What needs to be done
Could you reproduce, word for word, the lines below from the very first one through the line that contains "positive clicks: (307, 127)", including that line, with the pictures left out?
[[ Material provided open ]]
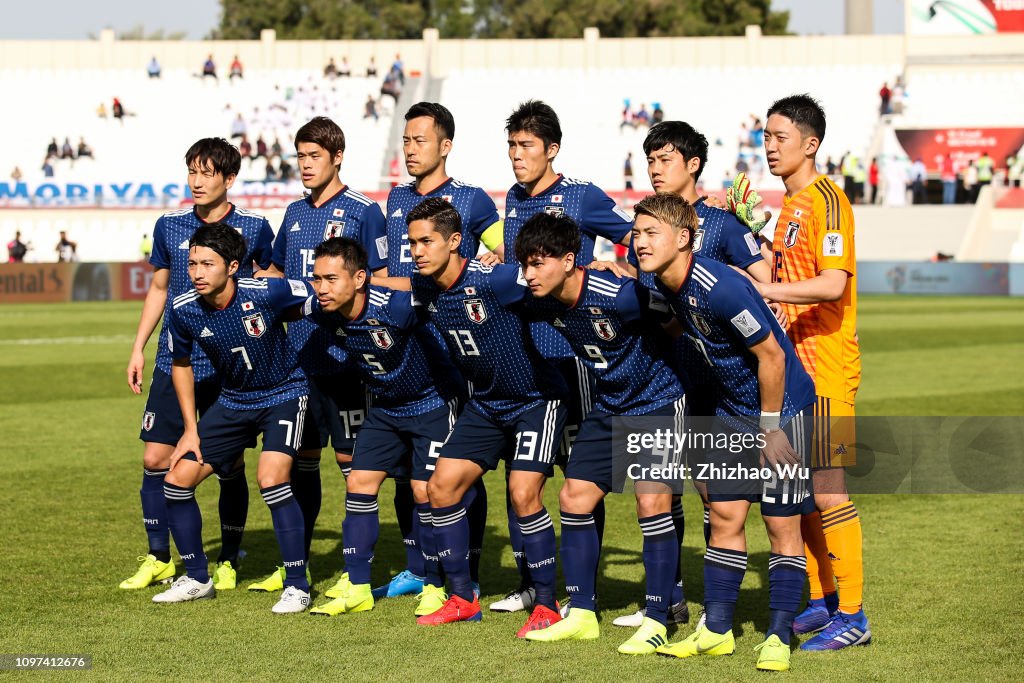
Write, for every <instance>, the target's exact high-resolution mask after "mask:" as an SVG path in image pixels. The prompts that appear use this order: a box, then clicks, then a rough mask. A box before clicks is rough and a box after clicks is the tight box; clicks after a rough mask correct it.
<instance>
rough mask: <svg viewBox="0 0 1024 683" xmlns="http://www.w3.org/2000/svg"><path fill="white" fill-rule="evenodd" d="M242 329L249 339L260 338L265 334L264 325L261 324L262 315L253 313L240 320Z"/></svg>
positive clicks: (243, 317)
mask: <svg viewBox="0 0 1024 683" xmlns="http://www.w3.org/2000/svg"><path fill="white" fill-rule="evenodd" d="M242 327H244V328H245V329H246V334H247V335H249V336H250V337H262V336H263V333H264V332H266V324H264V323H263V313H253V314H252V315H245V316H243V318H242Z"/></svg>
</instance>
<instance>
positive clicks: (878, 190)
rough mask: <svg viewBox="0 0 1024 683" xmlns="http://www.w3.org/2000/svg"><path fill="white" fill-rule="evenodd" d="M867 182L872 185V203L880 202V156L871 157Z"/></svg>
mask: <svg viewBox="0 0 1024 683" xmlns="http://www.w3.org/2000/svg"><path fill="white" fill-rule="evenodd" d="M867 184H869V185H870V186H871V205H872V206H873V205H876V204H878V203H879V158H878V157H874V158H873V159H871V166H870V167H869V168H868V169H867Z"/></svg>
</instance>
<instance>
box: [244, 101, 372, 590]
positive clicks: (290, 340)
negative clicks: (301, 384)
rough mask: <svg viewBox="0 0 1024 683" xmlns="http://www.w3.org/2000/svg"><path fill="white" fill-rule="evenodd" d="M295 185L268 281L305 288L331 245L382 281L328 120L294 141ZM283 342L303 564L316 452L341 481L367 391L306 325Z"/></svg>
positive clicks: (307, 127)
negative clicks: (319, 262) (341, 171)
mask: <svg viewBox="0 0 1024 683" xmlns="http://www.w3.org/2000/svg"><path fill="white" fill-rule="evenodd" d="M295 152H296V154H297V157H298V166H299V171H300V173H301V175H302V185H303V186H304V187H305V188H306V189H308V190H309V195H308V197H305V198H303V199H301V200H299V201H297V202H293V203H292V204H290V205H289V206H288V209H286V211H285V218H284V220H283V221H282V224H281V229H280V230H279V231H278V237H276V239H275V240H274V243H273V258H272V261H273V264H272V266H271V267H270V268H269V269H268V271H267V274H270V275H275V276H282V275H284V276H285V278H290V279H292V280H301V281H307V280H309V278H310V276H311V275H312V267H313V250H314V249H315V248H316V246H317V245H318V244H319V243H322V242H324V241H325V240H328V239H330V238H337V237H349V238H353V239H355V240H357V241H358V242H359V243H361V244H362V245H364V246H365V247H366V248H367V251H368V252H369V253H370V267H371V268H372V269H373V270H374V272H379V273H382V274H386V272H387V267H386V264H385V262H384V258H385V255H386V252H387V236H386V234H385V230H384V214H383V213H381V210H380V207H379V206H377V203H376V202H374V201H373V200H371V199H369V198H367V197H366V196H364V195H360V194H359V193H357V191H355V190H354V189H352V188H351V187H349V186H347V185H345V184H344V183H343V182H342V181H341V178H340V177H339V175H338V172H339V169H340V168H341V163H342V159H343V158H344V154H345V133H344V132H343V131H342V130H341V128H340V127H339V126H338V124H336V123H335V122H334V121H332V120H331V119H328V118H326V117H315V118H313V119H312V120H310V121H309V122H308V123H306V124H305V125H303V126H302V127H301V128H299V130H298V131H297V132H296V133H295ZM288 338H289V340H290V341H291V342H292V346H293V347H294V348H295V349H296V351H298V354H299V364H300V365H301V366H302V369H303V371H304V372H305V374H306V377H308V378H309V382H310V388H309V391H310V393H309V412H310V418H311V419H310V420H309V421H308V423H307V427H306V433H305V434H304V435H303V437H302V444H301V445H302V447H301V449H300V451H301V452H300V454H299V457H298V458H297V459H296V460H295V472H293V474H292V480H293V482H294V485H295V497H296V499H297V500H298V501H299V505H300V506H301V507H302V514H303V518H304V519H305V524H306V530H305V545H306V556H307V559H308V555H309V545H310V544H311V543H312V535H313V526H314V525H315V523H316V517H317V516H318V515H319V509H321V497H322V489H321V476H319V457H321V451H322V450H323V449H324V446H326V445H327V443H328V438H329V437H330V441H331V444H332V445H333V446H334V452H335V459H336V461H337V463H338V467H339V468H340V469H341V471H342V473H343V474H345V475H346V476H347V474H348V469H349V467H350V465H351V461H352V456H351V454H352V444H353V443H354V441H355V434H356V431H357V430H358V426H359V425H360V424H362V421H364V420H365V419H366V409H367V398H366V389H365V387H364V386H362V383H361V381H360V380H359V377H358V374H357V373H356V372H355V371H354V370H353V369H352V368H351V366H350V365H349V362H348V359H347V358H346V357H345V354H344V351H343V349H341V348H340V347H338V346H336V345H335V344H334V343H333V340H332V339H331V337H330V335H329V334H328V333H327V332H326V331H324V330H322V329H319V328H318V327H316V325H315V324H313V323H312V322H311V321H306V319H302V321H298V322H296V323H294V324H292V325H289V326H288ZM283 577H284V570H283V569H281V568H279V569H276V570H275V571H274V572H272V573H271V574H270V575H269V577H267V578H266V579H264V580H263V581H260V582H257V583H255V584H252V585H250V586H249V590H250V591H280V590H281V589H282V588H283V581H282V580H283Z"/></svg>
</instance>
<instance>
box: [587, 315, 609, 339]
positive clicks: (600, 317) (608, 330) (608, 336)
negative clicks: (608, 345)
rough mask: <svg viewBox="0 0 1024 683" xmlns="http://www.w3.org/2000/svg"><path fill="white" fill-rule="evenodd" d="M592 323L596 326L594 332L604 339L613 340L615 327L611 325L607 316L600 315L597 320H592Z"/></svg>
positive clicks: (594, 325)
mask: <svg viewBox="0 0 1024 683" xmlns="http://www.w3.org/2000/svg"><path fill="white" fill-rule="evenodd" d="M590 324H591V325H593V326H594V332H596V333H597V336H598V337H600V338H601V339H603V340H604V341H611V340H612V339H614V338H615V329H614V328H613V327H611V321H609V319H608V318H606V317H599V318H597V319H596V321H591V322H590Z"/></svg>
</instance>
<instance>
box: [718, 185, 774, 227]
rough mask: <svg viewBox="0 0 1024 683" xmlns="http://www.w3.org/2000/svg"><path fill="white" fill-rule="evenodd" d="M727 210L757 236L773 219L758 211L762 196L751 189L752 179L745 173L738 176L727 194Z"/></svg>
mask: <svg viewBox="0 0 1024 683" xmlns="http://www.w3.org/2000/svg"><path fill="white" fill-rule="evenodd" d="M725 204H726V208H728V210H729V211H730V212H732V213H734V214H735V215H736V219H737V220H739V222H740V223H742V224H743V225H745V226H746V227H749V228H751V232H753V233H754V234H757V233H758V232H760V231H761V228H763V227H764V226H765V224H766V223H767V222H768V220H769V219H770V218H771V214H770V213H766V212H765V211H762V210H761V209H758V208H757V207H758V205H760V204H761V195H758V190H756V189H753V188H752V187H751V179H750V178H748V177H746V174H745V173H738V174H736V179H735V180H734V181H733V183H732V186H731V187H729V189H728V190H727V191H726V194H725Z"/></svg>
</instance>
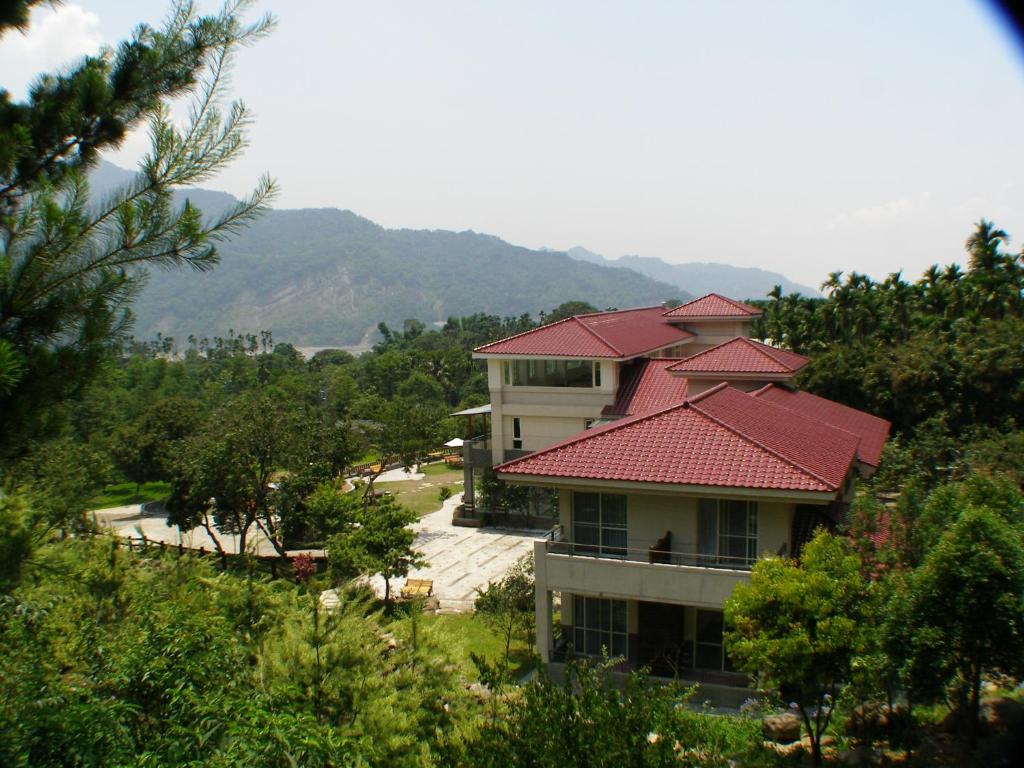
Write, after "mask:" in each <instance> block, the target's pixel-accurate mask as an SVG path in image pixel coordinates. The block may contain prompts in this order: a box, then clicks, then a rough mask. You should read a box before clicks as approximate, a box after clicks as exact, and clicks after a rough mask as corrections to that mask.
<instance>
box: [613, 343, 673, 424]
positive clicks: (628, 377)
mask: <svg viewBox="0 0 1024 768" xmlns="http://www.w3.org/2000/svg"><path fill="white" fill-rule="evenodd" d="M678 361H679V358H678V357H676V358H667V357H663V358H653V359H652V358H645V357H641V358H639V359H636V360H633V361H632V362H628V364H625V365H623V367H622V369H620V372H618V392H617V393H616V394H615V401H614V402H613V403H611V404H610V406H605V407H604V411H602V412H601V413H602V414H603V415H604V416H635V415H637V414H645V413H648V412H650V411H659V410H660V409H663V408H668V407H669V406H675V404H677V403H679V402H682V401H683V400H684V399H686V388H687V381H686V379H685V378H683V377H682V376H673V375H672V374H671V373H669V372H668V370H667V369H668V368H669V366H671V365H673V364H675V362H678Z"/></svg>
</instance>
[[ Material provided closed ]]
Task response
Write, for every <instance>, the target's exact high-resolution mask after "mask:" as an SVG path in image pixels. The prompts that appear use this order: a box, then clicks, then a rough mask. A box before clicks is rough and a box after clicks is the tight box; clicks after a rough mask correct it.
<instance>
rough mask: <svg viewBox="0 0 1024 683" xmlns="http://www.w3.org/2000/svg"><path fill="white" fill-rule="evenodd" d="M242 329L249 339L260 338L265 334L264 325L261 324L262 315L253 313L240 320Z"/></svg>
positive clicks: (243, 317)
mask: <svg viewBox="0 0 1024 683" xmlns="http://www.w3.org/2000/svg"><path fill="white" fill-rule="evenodd" d="M242 327H244V328H245V329H246V334H247V335H249V336H250V337H262V336H263V333H264V332H266V324H264V323H263V313H253V314H252V315H245V316H243V318H242Z"/></svg>
</instance>
<instance>
positive clicks: (878, 190)
rough mask: <svg viewBox="0 0 1024 683" xmlns="http://www.w3.org/2000/svg"><path fill="white" fill-rule="evenodd" d="M867 182L872 185V203L880 202V156L871 157Z"/></svg>
mask: <svg viewBox="0 0 1024 683" xmlns="http://www.w3.org/2000/svg"><path fill="white" fill-rule="evenodd" d="M867 184H869V185H870V186H871V205H872V206H873V205H876V204H878V203H879V158H878V157H874V158H873V159H871V166H870V167H869V168H868V169H867Z"/></svg>
</instance>
<instance>
box: [244, 101, 372, 590]
positive clicks: (290, 340)
negative clicks: (301, 384)
rough mask: <svg viewBox="0 0 1024 683" xmlns="http://www.w3.org/2000/svg"><path fill="white" fill-rule="evenodd" d="M295 185L268 281L305 288L331 245L382 281L328 120L294 141ZM283 342L303 564L316 452L341 481L367 391L306 325Z"/></svg>
positive clicks: (307, 127)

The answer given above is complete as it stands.